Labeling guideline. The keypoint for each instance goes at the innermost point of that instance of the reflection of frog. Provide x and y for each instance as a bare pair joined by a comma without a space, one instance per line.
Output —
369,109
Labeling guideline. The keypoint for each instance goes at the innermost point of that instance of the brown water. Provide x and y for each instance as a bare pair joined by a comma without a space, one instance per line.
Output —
---
Your objective:
The answer should consist only of the lines from the line containing "of the brown" through the final line of the listing above, reproduced exactly.

Solution to this task:
Labeling guideline. The keypoint for each instance goes at the innermost point of that instance of the brown water. Provide x and y for each instance as a bare pair joined by a comma without a space, one instance per line.
Output —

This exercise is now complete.